* [Your instructions]: What is needed here is an exact repetition of the records below, beginning at the line that has "83L44 37L19 1L0" and stopping after the line that has "positive clicks: (97, 18) (89, 34)".

* [Data shown]:
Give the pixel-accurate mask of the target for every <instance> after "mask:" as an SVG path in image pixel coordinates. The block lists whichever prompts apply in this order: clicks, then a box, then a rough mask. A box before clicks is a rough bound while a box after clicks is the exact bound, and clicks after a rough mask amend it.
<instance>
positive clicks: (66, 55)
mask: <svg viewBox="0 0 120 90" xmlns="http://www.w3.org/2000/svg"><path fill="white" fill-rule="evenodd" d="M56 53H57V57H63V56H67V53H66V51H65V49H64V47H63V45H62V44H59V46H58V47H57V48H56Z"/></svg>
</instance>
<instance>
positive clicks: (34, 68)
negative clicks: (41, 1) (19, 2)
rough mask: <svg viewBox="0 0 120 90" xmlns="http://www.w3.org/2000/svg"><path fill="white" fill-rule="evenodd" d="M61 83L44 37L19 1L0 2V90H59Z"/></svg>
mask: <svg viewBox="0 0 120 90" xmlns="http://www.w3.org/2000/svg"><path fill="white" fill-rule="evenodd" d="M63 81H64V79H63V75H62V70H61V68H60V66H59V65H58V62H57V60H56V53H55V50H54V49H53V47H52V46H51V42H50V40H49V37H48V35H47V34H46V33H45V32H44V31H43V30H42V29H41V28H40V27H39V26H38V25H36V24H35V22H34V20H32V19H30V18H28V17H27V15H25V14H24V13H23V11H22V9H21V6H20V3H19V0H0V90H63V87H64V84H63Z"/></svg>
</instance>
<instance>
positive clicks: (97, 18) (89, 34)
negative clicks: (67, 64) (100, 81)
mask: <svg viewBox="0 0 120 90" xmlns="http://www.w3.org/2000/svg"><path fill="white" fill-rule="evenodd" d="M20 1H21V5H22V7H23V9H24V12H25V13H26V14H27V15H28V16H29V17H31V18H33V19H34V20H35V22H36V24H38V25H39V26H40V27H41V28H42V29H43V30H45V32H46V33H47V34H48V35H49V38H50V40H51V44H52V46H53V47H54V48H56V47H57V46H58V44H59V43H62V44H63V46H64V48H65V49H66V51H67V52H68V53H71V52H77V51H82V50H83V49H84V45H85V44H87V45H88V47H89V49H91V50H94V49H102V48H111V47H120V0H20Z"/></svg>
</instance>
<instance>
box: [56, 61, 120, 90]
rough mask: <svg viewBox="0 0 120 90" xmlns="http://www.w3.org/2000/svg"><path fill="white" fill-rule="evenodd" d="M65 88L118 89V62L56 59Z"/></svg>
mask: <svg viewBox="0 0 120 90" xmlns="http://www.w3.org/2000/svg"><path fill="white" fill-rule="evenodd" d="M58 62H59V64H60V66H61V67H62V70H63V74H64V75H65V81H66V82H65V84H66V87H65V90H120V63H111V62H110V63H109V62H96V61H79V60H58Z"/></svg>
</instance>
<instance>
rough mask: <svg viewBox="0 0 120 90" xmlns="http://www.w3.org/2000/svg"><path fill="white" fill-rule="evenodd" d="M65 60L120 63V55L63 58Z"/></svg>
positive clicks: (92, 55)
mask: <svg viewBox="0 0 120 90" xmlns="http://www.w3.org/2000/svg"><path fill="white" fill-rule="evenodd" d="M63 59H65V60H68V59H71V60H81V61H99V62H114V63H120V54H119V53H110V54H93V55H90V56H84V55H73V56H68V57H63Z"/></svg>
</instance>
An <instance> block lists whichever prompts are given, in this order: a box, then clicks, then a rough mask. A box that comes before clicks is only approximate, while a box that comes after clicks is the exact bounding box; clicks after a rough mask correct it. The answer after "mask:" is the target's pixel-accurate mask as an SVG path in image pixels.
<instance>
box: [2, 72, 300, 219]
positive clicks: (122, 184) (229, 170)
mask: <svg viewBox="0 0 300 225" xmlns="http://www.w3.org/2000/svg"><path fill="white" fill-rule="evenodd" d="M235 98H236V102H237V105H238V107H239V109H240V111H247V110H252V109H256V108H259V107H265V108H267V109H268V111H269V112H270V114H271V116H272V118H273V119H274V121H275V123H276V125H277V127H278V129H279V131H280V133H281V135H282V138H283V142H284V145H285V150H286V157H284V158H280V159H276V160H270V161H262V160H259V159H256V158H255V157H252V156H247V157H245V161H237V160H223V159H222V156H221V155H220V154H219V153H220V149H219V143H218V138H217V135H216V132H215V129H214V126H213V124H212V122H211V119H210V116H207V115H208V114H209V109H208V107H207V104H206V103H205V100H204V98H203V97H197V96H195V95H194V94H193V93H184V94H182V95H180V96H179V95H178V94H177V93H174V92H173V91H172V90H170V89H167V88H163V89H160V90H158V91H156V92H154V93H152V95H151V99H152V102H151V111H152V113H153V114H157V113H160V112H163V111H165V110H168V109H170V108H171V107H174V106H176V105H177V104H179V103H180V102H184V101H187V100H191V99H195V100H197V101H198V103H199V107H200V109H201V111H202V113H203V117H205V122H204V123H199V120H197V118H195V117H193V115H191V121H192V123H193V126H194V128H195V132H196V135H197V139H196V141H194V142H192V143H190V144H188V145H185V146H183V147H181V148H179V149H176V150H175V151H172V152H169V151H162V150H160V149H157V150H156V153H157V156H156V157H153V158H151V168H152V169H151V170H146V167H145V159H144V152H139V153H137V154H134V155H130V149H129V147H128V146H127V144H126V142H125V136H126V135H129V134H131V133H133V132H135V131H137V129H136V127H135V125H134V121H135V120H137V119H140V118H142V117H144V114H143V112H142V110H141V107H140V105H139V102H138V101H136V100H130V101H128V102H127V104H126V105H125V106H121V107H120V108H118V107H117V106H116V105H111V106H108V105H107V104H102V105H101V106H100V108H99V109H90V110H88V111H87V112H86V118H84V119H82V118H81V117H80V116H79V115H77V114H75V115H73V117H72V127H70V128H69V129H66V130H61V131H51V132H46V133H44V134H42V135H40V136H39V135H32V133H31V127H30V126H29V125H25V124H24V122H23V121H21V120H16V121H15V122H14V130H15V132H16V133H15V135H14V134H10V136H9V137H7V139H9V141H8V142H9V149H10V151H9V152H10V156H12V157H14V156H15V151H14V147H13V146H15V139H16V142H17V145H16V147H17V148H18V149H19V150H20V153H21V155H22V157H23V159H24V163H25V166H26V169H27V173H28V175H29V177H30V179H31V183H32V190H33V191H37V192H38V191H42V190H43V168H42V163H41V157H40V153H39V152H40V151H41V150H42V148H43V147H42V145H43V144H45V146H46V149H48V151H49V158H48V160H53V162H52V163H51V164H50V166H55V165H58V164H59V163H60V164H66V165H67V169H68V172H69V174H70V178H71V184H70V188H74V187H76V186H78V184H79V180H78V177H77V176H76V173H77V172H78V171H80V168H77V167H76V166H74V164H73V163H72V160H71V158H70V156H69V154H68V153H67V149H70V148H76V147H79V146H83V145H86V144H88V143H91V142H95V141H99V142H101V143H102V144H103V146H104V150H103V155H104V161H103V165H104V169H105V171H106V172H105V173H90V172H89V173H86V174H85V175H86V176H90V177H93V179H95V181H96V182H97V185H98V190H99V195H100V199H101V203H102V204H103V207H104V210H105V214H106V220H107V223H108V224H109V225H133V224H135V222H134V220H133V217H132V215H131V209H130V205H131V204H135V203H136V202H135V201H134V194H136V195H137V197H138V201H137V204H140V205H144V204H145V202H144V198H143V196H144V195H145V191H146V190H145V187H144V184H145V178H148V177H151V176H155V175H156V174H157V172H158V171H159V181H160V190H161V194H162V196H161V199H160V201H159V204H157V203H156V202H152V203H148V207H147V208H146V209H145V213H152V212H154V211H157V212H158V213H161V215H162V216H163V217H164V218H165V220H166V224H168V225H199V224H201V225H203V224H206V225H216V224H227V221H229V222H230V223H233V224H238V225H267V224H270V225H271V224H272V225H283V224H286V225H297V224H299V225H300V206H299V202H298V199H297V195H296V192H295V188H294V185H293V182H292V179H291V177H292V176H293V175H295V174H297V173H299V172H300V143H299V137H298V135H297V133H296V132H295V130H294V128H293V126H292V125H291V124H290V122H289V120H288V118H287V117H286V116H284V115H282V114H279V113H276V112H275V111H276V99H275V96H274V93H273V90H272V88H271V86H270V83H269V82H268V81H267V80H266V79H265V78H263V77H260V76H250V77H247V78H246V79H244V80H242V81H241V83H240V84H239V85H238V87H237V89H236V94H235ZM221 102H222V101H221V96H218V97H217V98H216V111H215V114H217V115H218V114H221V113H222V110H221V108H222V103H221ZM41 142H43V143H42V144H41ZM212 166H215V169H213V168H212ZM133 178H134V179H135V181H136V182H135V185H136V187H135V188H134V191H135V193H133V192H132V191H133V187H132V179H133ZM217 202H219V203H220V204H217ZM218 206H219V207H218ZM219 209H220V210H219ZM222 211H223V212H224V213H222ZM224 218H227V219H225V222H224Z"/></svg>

* [Answer below]:
rough mask: <svg viewBox="0 0 120 90" xmlns="http://www.w3.org/2000/svg"><path fill="white" fill-rule="evenodd" d="M61 83L44 37L19 1L0 2V90H59Z"/></svg>
mask: <svg viewBox="0 0 120 90" xmlns="http://www.w3.org/2000/svg"><path fill="white" fill-rule="evenodd" d="M63 81H64V79H63V75H62V70H61V68H60V66H59V65H58V62H57V60H56V53H55V50H54V49H53V47H52V46H51V42H50V40H49V37H48V35H47V34H46V33H45V32H44V31H43V30H42V29H41V28H40V27H39V26H38V25H36V24H35V22H34V20H32V19H30V18H28V17H27V15H25V14H24V13H23V11H22V9H21V6H20V3H19V0H0V90H63V87H64V84H63Z"/></svg>
</instance>
<instance>
positive clicks: (97, 18) (89, 34)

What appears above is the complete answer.